SOURCE EXTRACT —
================
From 747efa16ec7bbfda1331dee0a64dc3bef53dfefc Mon Sep 17 00:00:00 2001
From: qonnop <43803874+qonnop@users.noreply.github.com>
Date: Sat, 15 Mar 2025 03:22:29 +0100
Subject: [PATCH] community: fix CPU support for FasterWhisperParser (implicit
 compute type for WhisperModel) (#30263)

FasterWhisperParser fails on a machine without an NVIDIA GPU: "Requested
float16 compute type, but the target device or backend do not support
efficient float16 computation." This problem arises because the
WhisperModel is called with compute_type="float16", which works only for
NVIDIA GPU.

According to the [CTranslate2
docs](https://opennmt.net/CTranslate2/quantization.html#bit-floating-points-float16)
float16 is supported only on NVIDIA GPUs. Removing the compute_type
parameter solves the problem for CPUs. According to the [CTranslate2
docs](https://opennmt.net/CTranslate2/quantization.html#quantize-on-model-loading)
setting compute_type to "default" (standard when omitting the parameter)
uses the original compute type of the model or performs implicit
conversion for the specific computation device (GPU or CPU). I suggest
to remove compute_type="float16".

@hulitaitai you are the original author of the FasterWhisperParser - is
there a reason for setting the parameter to float16?

Thanks for reviewing the PR!

Co-authored-by: qonnop <qonnop@users.noreply.github.com>
---
 .../langchain_community/document_loaders/parsers/audio.py     | 4 +---
 1 file changed, 1 insertion(+), 3 deletions(-)
================
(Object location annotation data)
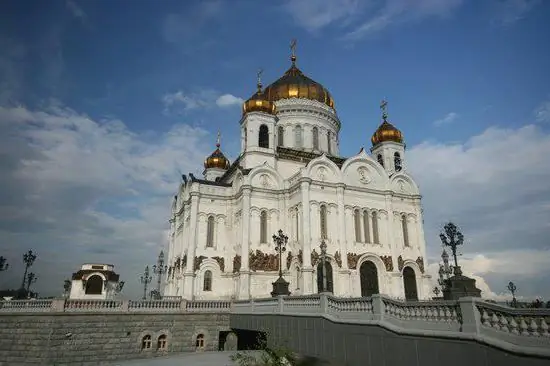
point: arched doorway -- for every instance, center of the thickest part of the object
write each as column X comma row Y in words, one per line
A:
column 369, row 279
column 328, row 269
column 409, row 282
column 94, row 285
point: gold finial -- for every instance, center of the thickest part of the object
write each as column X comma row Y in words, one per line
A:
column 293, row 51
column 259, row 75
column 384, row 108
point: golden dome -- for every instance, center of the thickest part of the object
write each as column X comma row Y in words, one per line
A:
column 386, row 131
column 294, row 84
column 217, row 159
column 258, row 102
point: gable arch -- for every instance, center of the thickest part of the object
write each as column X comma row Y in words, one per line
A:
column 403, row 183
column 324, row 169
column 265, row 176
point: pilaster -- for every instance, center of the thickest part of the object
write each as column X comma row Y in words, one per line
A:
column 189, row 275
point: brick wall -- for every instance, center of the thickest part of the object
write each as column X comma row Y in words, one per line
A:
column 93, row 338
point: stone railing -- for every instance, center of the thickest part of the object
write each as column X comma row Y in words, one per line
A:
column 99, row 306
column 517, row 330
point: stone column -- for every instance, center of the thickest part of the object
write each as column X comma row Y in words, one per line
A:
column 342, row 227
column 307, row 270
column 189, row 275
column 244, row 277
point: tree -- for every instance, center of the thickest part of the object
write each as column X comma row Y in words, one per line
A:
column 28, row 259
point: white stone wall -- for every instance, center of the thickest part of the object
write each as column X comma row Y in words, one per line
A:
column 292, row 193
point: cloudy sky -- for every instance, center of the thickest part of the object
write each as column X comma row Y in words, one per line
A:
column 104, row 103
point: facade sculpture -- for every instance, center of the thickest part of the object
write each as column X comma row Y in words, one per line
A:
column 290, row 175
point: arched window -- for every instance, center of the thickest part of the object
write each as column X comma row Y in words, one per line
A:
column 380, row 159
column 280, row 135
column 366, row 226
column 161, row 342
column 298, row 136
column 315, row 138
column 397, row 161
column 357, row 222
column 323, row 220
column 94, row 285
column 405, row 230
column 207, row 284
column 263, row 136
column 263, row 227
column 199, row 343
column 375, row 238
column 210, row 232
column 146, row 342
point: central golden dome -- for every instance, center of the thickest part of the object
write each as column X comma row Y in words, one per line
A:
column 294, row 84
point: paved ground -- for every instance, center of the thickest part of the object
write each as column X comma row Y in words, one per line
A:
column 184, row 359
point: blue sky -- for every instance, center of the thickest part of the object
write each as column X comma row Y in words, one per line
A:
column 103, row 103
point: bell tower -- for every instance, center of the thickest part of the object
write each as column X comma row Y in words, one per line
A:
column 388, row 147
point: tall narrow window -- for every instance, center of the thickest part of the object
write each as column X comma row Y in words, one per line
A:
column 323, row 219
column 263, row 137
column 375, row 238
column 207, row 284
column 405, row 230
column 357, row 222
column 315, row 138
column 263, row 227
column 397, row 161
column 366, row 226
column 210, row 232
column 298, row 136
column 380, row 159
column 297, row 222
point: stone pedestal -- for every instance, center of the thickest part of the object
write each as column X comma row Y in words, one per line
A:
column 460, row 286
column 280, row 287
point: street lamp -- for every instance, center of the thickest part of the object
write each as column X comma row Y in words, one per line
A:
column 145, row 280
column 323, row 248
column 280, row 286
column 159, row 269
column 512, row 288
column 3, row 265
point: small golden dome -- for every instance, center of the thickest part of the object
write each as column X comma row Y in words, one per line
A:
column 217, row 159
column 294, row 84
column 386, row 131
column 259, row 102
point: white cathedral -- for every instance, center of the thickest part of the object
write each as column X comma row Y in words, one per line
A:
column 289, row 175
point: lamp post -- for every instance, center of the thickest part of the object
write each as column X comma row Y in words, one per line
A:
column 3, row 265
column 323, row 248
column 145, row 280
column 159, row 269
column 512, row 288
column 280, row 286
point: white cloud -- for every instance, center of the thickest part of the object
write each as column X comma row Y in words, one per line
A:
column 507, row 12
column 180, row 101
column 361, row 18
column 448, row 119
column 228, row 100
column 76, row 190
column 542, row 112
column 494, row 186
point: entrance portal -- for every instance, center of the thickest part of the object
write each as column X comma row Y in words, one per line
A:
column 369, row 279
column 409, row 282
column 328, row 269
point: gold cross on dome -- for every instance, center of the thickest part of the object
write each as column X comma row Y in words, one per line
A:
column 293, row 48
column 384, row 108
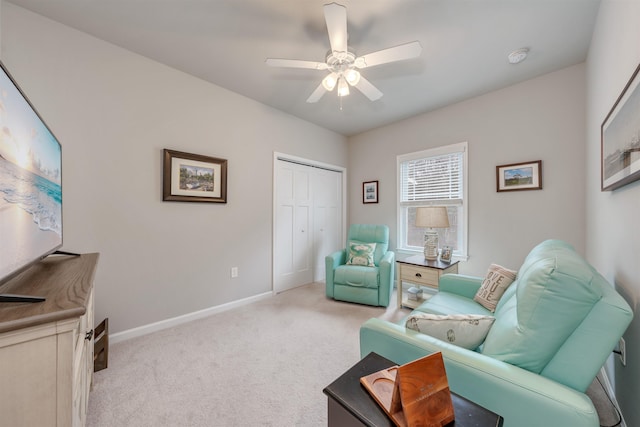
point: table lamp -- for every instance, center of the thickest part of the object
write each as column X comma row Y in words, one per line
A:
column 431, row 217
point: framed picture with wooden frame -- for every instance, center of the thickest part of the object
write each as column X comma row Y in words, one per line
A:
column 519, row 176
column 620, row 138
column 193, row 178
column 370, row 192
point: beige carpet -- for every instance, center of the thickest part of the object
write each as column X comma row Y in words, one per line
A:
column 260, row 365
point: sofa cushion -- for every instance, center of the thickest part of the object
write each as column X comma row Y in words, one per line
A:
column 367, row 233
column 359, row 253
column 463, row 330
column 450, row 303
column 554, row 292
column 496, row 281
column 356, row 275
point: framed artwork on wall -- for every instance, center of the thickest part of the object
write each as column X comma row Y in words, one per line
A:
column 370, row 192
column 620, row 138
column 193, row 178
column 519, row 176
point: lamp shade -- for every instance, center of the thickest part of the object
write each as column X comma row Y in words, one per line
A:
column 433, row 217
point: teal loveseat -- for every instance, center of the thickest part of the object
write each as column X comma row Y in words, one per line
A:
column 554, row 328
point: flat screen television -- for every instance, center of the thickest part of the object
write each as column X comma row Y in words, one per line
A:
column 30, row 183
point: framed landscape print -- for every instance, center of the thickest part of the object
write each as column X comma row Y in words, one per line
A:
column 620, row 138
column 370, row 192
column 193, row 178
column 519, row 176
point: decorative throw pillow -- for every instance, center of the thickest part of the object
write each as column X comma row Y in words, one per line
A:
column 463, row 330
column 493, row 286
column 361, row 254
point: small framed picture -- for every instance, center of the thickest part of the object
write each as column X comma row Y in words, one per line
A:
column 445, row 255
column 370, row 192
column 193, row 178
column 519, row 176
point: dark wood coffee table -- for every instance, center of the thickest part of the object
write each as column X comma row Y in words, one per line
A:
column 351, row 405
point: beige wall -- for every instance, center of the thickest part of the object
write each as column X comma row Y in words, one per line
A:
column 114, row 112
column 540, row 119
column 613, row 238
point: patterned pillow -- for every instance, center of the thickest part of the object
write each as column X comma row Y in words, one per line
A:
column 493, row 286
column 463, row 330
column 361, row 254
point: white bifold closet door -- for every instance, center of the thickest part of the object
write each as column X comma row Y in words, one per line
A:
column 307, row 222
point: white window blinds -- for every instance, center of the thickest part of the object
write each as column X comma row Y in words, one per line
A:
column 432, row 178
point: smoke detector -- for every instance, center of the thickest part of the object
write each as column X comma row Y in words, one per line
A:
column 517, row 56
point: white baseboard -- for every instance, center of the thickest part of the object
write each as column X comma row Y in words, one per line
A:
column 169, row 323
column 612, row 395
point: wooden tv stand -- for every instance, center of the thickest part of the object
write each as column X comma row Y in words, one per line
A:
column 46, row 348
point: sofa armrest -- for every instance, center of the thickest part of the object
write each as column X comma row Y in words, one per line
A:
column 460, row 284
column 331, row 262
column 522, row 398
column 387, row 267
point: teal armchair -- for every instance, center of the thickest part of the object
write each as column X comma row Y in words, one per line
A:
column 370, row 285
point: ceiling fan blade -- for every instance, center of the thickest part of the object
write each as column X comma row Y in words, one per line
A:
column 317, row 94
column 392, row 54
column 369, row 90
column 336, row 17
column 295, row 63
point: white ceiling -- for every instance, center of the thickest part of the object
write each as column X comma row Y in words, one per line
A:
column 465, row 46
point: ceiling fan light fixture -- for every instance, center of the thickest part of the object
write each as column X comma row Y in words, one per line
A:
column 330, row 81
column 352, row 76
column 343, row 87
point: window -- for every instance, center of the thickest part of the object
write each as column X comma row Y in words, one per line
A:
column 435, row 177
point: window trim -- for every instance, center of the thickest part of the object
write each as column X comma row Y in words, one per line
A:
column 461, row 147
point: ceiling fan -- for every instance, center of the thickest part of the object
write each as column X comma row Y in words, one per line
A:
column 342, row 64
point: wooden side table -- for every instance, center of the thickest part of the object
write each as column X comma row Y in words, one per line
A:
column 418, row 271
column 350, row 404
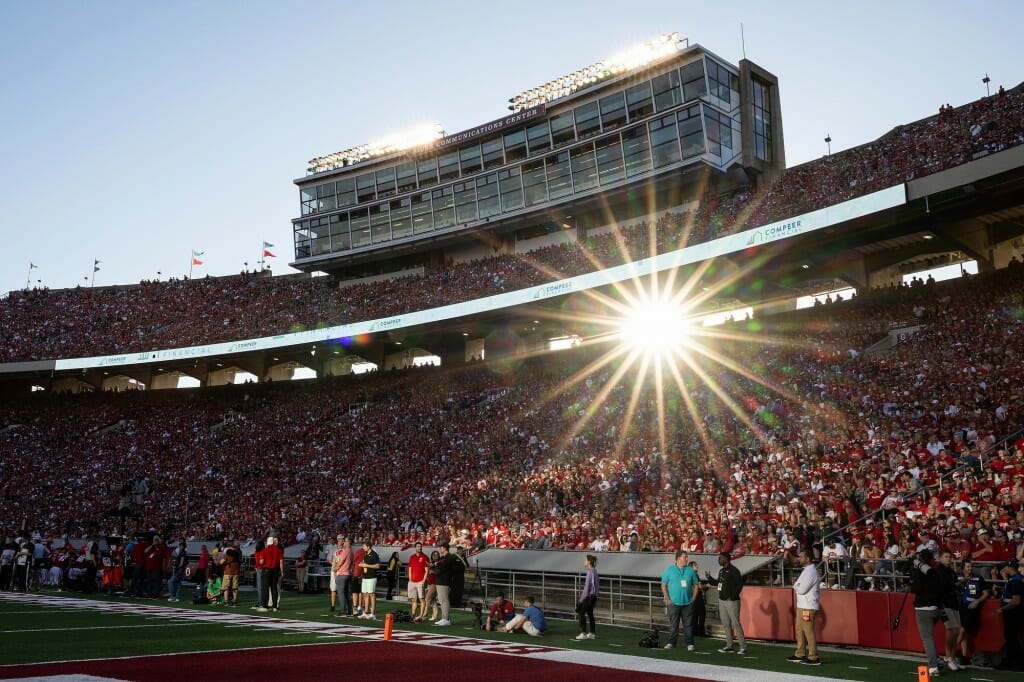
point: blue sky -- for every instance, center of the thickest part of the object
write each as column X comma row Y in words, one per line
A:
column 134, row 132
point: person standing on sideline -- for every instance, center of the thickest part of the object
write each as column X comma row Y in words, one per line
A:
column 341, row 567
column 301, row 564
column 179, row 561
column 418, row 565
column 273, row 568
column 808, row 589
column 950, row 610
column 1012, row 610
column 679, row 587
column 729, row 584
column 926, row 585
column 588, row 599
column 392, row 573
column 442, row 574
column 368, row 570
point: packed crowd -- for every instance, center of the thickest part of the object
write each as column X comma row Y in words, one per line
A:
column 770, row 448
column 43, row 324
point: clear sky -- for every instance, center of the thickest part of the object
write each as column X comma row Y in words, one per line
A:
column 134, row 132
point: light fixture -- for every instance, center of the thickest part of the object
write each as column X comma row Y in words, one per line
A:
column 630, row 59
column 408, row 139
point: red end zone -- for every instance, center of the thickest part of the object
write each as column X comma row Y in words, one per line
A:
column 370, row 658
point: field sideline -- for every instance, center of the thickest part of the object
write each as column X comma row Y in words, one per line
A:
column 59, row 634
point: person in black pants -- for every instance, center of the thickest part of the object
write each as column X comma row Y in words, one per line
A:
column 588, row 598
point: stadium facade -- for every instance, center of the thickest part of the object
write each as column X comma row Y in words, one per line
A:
================
REQUIREMENTS —
1 – Summarize the patch in two sentences.
2 – List each header field at the top of the patch, from "From:" through "Subject:", with its value.
3 – Answer from the patch:
(a) Which parameter setting does the author suggest removing?
(b) According to the CTranslate2 docs, on which hardware is float16 supported?
(c) How many insertions and deletions does the file change contain?
The lines can be left aside.

RESULTS OF THE EXERCISE —
1 – FasterWhisperParser fails on machines without an NVIDIA GPU because it calls WhisperModel with compute_type="float16", and the CTranslate2 docs say float16 is supported only on NVIDIA GPUs. The patch removes that parameter so the "default" compute type applies, which keeps the model's original compute type or converts implicitly for the GPU or CPU in use.

2 –
- From: qonnop <43803874+qonnop@users.noreply.github.com>
- Date: Sat, 15 Mar 2025 03:22:29 +0100
- Subject: [PATCH] community: fix CPU support for FasterWhisperParser (implicit compute type for WhisperModel) (#30263)

3 –
(a) compute_type="float16"
(b) Only on NVIDIA GPUs.
(c) 1 insertion and 3 deletions.